Everything from the line that contains "Target: black car" through the final line of the records should be written out exactly, and nothing outside that span.

▶ Task input
┄┄┄┄┄┄┄┄┄┄

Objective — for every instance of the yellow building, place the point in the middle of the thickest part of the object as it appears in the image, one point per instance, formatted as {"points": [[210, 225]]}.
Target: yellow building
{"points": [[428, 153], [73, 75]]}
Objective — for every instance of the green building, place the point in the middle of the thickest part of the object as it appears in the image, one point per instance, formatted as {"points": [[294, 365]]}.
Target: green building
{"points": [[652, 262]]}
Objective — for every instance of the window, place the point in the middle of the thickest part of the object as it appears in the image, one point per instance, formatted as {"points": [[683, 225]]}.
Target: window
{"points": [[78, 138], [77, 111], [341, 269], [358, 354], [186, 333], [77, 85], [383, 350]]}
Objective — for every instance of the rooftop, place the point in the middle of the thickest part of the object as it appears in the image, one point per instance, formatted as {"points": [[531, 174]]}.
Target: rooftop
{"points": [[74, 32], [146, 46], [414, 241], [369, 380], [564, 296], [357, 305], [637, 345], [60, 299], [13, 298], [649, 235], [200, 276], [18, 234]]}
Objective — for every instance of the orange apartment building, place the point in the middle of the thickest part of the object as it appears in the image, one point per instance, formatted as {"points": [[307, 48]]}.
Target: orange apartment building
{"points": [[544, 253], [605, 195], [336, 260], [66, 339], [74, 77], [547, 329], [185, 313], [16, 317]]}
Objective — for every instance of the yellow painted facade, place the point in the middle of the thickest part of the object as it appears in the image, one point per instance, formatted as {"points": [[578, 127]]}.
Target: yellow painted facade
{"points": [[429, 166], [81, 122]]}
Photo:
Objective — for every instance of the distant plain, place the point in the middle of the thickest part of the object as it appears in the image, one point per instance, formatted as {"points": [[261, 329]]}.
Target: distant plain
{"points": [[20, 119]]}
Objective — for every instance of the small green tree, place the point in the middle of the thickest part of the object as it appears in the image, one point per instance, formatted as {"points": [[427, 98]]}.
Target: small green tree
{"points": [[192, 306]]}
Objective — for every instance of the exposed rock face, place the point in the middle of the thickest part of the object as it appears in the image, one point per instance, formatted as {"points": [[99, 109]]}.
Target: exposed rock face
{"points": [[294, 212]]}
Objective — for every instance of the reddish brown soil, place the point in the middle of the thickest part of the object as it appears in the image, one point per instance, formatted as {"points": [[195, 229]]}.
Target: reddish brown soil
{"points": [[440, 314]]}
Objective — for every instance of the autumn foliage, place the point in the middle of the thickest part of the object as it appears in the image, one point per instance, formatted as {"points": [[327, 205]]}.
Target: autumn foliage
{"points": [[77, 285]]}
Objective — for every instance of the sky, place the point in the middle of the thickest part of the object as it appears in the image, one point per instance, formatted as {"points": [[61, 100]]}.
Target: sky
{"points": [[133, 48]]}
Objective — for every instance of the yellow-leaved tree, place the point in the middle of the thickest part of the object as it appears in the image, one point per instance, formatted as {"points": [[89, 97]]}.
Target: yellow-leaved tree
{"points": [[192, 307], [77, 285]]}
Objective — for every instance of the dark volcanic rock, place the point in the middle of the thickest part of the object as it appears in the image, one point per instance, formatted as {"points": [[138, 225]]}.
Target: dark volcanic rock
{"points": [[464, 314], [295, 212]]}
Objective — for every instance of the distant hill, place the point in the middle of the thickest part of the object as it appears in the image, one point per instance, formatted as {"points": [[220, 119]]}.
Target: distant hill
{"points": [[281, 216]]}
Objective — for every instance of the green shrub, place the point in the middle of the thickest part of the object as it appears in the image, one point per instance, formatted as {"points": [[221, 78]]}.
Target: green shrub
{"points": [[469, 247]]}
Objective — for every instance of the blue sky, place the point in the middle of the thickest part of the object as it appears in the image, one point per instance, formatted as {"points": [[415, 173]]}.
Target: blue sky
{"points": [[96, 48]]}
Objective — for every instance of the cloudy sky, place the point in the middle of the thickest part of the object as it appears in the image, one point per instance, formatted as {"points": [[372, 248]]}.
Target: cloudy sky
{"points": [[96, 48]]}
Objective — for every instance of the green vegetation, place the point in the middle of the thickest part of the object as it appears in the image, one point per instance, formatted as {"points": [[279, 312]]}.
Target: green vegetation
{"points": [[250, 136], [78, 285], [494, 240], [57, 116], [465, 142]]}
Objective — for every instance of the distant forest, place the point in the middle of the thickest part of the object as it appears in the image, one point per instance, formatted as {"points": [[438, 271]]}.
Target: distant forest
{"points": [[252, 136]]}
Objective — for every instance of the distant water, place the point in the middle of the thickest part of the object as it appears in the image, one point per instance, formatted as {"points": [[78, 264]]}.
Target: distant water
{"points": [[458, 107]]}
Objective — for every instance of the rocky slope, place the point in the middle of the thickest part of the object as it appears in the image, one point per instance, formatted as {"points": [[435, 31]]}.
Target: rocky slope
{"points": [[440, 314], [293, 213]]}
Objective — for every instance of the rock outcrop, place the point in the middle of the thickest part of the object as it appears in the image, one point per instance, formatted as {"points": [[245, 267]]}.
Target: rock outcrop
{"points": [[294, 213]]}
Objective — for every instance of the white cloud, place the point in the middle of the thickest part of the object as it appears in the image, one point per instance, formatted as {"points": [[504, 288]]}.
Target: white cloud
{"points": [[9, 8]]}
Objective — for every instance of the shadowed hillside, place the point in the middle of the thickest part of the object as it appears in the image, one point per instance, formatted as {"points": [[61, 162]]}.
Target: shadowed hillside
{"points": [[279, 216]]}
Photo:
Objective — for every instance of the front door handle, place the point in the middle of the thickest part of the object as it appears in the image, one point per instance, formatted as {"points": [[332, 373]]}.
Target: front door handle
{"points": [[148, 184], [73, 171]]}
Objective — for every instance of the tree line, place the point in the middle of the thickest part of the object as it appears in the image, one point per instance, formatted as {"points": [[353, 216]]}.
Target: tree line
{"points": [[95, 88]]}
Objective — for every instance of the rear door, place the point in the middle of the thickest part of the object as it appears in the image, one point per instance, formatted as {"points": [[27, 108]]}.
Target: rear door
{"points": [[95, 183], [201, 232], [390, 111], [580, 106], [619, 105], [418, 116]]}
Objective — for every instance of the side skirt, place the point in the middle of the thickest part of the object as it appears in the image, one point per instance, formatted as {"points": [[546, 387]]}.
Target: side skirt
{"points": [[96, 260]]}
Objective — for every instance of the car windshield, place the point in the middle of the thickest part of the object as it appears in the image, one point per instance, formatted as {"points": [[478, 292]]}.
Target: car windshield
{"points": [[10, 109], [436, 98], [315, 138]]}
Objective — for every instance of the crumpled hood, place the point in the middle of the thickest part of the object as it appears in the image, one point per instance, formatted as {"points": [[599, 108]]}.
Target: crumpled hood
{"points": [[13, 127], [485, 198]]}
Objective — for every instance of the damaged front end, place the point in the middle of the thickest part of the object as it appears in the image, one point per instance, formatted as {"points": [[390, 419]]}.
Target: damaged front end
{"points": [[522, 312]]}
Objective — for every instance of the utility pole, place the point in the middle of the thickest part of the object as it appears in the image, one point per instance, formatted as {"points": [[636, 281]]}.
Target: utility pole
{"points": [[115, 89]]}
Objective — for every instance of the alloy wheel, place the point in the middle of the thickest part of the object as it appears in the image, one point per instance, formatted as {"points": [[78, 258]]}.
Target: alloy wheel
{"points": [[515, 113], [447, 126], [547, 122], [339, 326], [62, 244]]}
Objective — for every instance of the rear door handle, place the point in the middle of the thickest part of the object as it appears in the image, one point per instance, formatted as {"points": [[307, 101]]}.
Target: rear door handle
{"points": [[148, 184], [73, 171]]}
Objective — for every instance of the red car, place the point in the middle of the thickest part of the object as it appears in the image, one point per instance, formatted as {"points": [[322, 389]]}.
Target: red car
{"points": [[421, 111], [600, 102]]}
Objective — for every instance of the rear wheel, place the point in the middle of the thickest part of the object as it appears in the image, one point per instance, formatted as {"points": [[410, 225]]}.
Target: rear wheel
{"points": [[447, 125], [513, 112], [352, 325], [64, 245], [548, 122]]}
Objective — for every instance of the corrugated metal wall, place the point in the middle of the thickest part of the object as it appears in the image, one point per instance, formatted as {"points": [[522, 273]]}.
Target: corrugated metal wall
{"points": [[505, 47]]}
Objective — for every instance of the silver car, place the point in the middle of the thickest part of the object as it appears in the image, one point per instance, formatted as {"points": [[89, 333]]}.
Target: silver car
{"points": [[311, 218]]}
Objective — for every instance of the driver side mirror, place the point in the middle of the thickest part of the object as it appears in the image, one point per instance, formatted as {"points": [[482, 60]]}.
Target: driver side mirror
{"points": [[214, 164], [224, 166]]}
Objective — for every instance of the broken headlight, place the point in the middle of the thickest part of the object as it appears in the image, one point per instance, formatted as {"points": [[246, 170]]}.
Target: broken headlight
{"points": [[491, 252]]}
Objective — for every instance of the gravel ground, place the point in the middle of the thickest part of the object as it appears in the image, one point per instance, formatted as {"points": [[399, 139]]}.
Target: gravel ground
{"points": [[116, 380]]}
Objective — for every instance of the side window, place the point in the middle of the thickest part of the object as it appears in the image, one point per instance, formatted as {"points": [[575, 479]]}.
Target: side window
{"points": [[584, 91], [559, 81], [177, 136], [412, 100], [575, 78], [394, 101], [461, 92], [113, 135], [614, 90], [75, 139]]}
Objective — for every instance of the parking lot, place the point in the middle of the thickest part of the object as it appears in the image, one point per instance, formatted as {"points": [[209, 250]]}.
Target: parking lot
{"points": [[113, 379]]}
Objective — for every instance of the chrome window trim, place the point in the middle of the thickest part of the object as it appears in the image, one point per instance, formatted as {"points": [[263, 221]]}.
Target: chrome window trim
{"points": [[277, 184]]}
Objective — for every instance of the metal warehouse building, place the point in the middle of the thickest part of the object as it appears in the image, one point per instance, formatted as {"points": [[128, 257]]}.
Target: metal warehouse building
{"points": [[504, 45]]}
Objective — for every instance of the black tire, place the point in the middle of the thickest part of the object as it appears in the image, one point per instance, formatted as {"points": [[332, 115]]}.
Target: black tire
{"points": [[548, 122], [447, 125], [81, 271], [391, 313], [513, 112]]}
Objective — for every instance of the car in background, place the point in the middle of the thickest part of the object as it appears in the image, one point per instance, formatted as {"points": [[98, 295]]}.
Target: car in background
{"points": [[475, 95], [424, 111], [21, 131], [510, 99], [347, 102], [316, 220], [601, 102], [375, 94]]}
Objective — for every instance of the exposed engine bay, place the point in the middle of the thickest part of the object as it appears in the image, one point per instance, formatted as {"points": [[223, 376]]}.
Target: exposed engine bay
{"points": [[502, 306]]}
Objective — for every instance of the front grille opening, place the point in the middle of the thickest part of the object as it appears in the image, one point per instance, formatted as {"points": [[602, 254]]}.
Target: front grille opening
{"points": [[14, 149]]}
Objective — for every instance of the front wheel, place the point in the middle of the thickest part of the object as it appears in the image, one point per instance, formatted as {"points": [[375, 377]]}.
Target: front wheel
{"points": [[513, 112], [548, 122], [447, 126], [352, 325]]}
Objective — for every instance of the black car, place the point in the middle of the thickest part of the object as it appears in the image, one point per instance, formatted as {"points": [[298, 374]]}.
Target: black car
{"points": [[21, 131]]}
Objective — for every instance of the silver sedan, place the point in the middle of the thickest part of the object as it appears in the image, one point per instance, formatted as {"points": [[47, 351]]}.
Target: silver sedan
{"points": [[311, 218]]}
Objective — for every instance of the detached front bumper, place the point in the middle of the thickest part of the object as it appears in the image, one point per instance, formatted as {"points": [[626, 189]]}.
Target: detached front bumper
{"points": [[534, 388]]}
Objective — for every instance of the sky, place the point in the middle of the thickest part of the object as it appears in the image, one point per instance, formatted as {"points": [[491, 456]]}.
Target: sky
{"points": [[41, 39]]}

┄┄┄┄┄┄┄┄┄┄

▶ Task result
Target: black car
{"points": [[21, 131]]}
Objective — for every instance of the silver sedan, place the point in the middle of the thickest part of the object as it appears in the image, one point per instance, formatted as {"points": [[47, 351]]}.
Target: silver sedan
{"points": [[311, 218]]}
Objective — for every instance of the detached front bumper, place the point in the middle of the thickest part of the object as it appears in the image, one point per instance, formatted as {"points": [[626, 189]]}.
Target: detached front bumper
{"points": [[534, 388]]}
Objective — for every instance of the sky, place the point in the middle of the thickest part of the object as it appears in the image, one point per instance, formatted as {"points": [[491, 456]]}.
Target: sky
{"points": [[41, 39]]}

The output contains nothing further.